Set of tasks.
(a) In the tortellini recipe post, what did the writer use in place of plain diced tomatoes?
(b) Reproduce the stretch of the tortellini recipe post that begins at the words "After taking Monkey" and stops after the words "did the hubby)".
(c) Carry the tortellini recipe post on from the point where it stops.

____ Page text

Monday, August 11, 2014

Creamy Spinach Tomato Tortellini

After taking Monkey 1 to to the dentist today to get some cavities filled, she was told to eat only liquids.  So I decided to try out the Creamy Spinach Tomato Tortellini recipe I found on pinterest.  I figured I could cut it small enough for her to eat or 'gum' enough to swallow.  Monkey 2 is so dang picky he wouldn't even try them, but the rest of us loved it.  I thought it was a fairly easy recipe, comes together pretty quickly.  The only downfall is everything has to be done really quickly.  You are stirring practically the whole time and that makes it hard if you don't have the stuff ready when you are making it.  I will definitely be making this again.  The only thing I did differently is I didn't have any plain diced tomatoes, only diced tomatoes with chiles(and it gave the pasta a little kick) (I really liked the change...as did the hubby)

Creamy Spinach Tomato Tortellini
Prep Time: 10 minutes
Cook Time: 15 minutes
Yield: 5 - 1 cup servings
Ingredients
  • 1 (20 oz) pkg three cheese tortellini (preferably the refrigerated kind)
  • 2 Tbsp butter
  • 2 cloves garlic, minced
  • 3 Tbsp all-purpose flour
  • 1 tsp onion powder
  • 1 1/4 cups milk (I used 2%, anything but skim works fine)
  • 1/2 cup heavy cream
  • 1 (14.5 oz) can petite diced tomatoes (undrained)
  • 1 1/2 cups (packed) chopped fresh spinach
  • 3 Tbsp chopped fresh basil
  • 2 tsp chopped fresh oregano (or 1/2 tsp dry)

________
____ Dataset entries

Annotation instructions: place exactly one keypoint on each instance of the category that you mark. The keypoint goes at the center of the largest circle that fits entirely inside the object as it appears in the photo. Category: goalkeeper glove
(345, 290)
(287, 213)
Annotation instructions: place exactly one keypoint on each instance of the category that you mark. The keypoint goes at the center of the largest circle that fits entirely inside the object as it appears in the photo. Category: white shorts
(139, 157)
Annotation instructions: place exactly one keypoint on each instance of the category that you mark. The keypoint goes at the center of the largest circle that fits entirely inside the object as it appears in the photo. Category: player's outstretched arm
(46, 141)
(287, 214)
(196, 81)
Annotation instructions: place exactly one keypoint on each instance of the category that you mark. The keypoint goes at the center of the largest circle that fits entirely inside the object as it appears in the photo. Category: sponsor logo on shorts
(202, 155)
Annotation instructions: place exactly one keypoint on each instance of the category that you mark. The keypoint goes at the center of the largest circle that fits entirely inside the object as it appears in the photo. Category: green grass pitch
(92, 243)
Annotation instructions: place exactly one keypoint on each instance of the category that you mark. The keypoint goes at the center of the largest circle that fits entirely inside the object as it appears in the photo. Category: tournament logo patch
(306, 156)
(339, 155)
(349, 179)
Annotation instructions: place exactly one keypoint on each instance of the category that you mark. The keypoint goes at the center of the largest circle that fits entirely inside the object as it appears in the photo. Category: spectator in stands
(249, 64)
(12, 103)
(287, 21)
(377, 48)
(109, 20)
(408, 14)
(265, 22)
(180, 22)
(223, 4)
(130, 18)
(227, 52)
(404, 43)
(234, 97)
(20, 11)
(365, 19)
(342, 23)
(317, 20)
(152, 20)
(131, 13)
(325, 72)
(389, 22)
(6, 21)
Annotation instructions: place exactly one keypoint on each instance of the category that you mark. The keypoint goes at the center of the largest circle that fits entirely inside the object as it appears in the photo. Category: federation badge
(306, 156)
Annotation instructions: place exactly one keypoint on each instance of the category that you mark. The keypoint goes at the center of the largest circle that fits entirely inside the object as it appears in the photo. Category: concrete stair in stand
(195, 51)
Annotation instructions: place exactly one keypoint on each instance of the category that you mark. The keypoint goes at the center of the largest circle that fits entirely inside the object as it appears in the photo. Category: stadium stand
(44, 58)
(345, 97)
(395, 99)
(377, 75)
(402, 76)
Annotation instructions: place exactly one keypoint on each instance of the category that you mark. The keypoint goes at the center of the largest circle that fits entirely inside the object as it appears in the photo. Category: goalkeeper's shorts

________

Answers for this exercise.
(a) Diced tomatoes with chiles.

(b)
After taking Monkey 1 to to the dentist today to get some cavities filled, she was told to eat only liquids.  So I decided to try out the Creamy Spinach Tomato Tortellini recipe I found on pinterest.  I figured I could cut it small enough for her to eat or 'gum' enough to swallow.  Monkey 2 is so dang picky he wouldn't even try them, but the rest of us loved it.  I thought it was a fairly easy recipe, comes together pretty quickly.  The only downfall is everything has to be done really quickly.  You are stirring practically the whole time and that makes it hard if you don't have the stuff ready when you are making it.  I will definitely be making this again.  The only thing I did differently is I didn't have any plain diced tomatoes, only diced tomatoes with chiles(and it gave the pasta a little kick) (I really liked the change...as did the hubby)

(c)
  • Salt and freshly ground black pepper
  • 6 Tbsp finely shredded parmesan, plus more for serving
  • Red pepper flakes, for serving (optional)
Directions
  • Cook tortellini according to directions listed on package.
  • Meanwhile, in a large and deep skillet or saucepan, melt butter over medium heat. Add garlic and saute 30 seconds, then add flour and onion powder and cook, stirring constantly, 1 minute. While whisking, slowly pour in milk and cream, then whisk until smooth. Cook, stirring constantly, until mixture begins to simmer, then add tomatoes, spinach, basil and oregano. Season with salt and pepper to taste. Cook several minutes longer until sauce has thickened and spinach has wilted. Add parmesan cheese and stir until melted. Remove from heat.
  • Toss prepared and drained tortellini into sauce mixture (note that as the pasta rests, the sauce will seem thicker and it will sort of soak into the noodles. So, if you won't be serving it for 10 minutes or so you can stir in some pasta water, milk or cream to thin it out if desired). Serve warm sprinkled with additional parmesan cheese if desired and optional red pepper flakes.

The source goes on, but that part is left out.